Filter the records down to the lines that hold the word "museum", and copy each of those lines.

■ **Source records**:
■ ■ ■

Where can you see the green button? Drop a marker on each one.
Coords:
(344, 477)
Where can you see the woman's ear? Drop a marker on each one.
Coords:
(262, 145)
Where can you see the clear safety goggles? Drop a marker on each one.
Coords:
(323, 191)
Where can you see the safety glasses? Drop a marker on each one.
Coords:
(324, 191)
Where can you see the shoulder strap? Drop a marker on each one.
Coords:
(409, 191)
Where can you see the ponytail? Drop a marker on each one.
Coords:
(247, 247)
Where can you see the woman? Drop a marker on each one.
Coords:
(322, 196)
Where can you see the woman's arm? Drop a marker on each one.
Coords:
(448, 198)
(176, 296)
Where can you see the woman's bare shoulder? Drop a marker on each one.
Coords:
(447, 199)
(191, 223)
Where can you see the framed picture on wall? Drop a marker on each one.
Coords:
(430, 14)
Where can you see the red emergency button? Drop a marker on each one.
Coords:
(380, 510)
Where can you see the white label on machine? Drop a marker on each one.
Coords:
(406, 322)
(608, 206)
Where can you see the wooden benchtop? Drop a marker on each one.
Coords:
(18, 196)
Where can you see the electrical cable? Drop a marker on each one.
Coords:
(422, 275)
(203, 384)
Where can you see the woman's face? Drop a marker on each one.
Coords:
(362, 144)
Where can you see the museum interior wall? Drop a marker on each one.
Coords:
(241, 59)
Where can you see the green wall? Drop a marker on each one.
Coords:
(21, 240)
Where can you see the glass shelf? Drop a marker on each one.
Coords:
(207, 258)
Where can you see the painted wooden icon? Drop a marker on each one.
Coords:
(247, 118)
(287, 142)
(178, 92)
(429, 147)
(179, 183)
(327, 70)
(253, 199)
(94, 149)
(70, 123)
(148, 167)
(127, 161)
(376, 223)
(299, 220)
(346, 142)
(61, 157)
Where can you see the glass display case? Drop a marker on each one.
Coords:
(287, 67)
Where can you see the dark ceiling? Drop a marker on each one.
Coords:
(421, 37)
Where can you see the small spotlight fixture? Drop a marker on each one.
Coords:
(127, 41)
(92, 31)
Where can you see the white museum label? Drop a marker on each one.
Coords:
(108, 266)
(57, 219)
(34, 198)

■ ■ ■

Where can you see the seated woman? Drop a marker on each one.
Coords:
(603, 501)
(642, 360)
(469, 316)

■ ■ ■

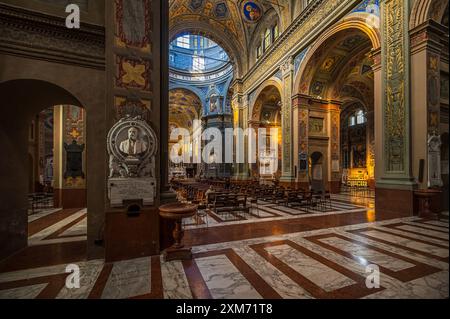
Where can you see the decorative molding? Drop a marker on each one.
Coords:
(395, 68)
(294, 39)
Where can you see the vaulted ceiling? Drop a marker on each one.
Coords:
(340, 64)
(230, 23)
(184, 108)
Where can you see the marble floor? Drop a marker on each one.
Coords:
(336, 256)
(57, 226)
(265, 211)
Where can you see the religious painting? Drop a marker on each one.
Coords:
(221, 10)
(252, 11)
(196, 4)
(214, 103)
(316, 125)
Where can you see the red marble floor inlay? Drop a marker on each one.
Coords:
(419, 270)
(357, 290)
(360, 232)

■ ■ ■

■ **SOLUTION TO THIS PROBLEM**:
Where can you see the museum interior wall? Drop a marker on each one.
Where can you see the white museum label? Drop a marker on each one.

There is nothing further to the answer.